═══ Estratto della fonte

In questo terzo capitolo la riconfigurazione è netta e sostanziale: lo è spazialmente, con i luoghi classici che cedono il posto a nuovi scenari; lo è nell’arco narrativo dei protagonisti, con traumi che hanno condizionato in passato e avviluppano le singole traiettorie nel presente; lo è nel nuovo modo di “osservare” la Camorra, di fatto non più ascesa del potere viceversa frana nel baratro del torbido. Il modello estetico mantiene alta la posta, forte delle altre due stagioni, tuttavia si sente la mancanza di alcuni registri attoriali mentre i continui intrecci non sempre palesano motivazioni corrette.
La morte di Don Pietro Savastano, tradito dal figlio Genny e ucciso da Ciruzzo l’Immortale, ha creato un buco enorme nel Sistema e nuove figure sono pronte a spartirsi l’enorme fetta del mercato criminale. Passato un anno i due milionari sembrerebbero aver preso il comando dell’Impero, con Genny forte del suo legame con Azzurra e il piccolo Pietro, e con Ciro devastato dai sensi di colpa ma pronto a far crescere sotto la sua ala protettiva un nuovo criminale, Enzo detto “Sangue Blu”. Tutto però sembra muoversi vorticosamente, da qui la presenza dei Confederati (con un leader di “cutoliana” memoria), che controllano le maggiori piazze di spaccio di Napoli, e la possibile, ambigua alleanza tra Patrizia e Scianel.

══════
═══ Dati da usare

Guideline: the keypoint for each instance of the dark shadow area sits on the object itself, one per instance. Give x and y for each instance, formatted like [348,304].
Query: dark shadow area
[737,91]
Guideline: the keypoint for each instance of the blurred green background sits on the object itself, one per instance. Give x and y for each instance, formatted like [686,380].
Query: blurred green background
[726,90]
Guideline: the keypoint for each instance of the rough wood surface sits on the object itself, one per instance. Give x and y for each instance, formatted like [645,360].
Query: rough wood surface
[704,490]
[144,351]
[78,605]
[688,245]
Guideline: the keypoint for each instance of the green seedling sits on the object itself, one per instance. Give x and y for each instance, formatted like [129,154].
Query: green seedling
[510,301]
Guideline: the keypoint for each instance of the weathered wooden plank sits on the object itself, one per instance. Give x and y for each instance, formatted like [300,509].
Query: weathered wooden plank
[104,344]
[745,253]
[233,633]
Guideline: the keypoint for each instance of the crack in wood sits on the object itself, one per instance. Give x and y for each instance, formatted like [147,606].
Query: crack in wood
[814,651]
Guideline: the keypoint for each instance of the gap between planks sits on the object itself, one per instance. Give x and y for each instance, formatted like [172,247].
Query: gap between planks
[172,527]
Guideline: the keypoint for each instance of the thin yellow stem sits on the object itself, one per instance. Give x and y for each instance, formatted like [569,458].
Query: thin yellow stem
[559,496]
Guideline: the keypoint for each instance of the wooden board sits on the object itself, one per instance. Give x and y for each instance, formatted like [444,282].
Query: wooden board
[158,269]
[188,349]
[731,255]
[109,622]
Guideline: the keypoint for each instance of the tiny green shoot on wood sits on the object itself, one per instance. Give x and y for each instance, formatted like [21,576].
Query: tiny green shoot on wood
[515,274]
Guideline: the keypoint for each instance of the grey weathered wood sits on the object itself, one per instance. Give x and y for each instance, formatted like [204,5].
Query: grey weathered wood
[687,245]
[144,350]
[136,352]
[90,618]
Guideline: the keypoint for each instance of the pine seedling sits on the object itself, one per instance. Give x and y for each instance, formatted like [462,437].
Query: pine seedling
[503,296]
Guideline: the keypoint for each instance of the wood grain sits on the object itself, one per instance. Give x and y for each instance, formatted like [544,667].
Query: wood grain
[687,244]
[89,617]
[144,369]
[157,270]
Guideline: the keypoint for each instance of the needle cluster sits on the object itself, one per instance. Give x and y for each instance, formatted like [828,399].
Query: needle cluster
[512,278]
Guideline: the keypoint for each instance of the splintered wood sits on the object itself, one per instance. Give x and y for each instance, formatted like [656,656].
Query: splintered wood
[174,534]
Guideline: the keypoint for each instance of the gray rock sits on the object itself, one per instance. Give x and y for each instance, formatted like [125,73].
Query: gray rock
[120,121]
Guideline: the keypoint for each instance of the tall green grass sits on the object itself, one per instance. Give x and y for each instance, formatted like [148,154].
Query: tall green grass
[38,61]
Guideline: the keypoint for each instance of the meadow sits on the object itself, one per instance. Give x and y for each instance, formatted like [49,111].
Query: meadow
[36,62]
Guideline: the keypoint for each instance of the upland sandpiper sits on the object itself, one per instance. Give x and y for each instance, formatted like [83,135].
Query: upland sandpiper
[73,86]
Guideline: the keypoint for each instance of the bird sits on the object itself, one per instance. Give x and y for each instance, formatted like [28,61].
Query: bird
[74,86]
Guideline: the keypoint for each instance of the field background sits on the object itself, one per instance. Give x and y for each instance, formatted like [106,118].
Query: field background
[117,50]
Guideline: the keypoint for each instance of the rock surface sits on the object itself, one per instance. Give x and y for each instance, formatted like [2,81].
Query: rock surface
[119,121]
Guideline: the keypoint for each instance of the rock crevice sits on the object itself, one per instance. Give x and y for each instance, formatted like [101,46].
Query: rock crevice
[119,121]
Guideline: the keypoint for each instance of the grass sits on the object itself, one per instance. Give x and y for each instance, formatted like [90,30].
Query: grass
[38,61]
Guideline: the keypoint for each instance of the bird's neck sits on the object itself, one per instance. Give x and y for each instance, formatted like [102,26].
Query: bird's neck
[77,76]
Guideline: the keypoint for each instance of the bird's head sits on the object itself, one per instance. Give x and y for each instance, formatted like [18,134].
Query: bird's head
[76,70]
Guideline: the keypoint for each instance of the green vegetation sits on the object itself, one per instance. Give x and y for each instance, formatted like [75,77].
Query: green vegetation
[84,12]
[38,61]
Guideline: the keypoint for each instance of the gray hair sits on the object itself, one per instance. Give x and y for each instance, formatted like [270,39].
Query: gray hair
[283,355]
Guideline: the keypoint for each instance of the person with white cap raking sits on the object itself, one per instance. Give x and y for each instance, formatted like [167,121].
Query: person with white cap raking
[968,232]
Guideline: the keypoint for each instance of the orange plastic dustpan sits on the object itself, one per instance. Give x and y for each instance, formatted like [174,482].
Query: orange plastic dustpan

══════

Richiesta 1:
Indica se ciascuna affermazione concorda con l'estratto, rispondendo sì o no e citando le parole decisive: (a) Don Pietro Savastano è stato ucciso da Ciruzzo l'Immortale; (b) Enzo, detto "Sangue Blu", cresce sotto la protezione di Genny; (c) il modello estetico abbassa la posta rispetto alle due stagioni precedenti.
Richiesta 2:
Sposta di 108 le coordinate date come soluzione nei record, sommando 108 a ogni loro numero, e riscrivi per favore tutte le righe dei record dalla riga che contiene "Guideline: the keypoint for each instance of the person" fino alla fine dei record, estremi compresi. I numeri dei modelli di formato restano invariati.

Risposta al compito 1:
(a) Sì: "ucciso da Ciruzzo l’Immortale".
(b) No: "con Ciro devastato dai sensi di colpa ma pronto a far crescere sotto la sua ala protettiva un nuovo criminale, Enzo detto “Sangue Blu”".
(c) No: "Il modello estetico mantiene alta la posta, forte delle altre due stagioni".

Risposta al compito 2:
Guideline: the keypoint for each instance of the person with white cap raking sits on the object itself, one per instance. Give x and y for each instance, formatted like [167,121].
Query: person with white cap raking
[1076,340]
Guideline: the keypoint for each instance of the orange plastic dustpan sits on the object itself, one per instance. Give x and y for each instance, formatted like [174,482].
Query: orange plastic dustpan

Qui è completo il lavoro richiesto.